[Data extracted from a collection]
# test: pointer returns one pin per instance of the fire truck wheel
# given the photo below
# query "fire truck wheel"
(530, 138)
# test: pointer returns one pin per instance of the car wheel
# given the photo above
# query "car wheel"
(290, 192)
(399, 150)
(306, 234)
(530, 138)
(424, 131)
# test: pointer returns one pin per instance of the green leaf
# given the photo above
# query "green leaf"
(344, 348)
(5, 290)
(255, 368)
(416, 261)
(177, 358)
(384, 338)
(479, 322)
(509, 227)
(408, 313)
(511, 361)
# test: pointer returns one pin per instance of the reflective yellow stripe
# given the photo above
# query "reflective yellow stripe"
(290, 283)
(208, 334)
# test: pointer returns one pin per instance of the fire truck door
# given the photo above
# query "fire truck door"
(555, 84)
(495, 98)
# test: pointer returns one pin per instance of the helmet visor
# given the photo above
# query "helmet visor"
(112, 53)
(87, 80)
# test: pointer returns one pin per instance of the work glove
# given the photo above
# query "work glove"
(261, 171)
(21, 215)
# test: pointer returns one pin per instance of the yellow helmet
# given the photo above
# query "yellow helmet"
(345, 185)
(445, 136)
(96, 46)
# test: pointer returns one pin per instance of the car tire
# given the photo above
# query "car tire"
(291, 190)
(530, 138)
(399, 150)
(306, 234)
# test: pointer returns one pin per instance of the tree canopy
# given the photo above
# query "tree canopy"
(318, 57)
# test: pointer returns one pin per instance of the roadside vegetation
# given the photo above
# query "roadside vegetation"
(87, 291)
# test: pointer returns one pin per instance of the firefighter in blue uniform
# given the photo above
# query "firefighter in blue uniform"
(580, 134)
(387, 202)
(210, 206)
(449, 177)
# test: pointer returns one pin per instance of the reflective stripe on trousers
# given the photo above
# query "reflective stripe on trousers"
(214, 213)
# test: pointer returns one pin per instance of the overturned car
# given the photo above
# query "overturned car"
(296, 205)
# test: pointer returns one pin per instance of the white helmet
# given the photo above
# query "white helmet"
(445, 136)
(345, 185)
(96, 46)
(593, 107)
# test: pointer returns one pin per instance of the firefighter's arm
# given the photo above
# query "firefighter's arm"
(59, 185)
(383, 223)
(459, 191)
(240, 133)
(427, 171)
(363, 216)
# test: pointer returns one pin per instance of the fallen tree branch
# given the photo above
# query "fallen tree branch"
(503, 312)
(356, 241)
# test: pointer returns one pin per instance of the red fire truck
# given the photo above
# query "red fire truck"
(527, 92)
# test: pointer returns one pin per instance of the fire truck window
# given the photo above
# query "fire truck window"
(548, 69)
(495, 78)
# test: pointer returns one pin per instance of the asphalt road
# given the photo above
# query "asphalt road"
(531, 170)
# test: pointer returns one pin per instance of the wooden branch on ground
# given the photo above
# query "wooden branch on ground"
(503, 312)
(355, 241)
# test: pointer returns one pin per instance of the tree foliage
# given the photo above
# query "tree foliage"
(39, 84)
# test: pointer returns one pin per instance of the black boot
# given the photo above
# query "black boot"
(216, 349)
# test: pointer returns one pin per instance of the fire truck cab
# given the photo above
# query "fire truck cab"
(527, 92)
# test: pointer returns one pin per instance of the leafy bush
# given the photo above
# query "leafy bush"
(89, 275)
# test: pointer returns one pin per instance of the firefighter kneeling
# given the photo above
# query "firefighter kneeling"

= Exercise prompt =
Find every line in the records that has the word "kneeling". Copy those lines.

= Finished task =
# test: pointer returns one pin per instance of the firefighter kneeling
# query "firefighter kneeling"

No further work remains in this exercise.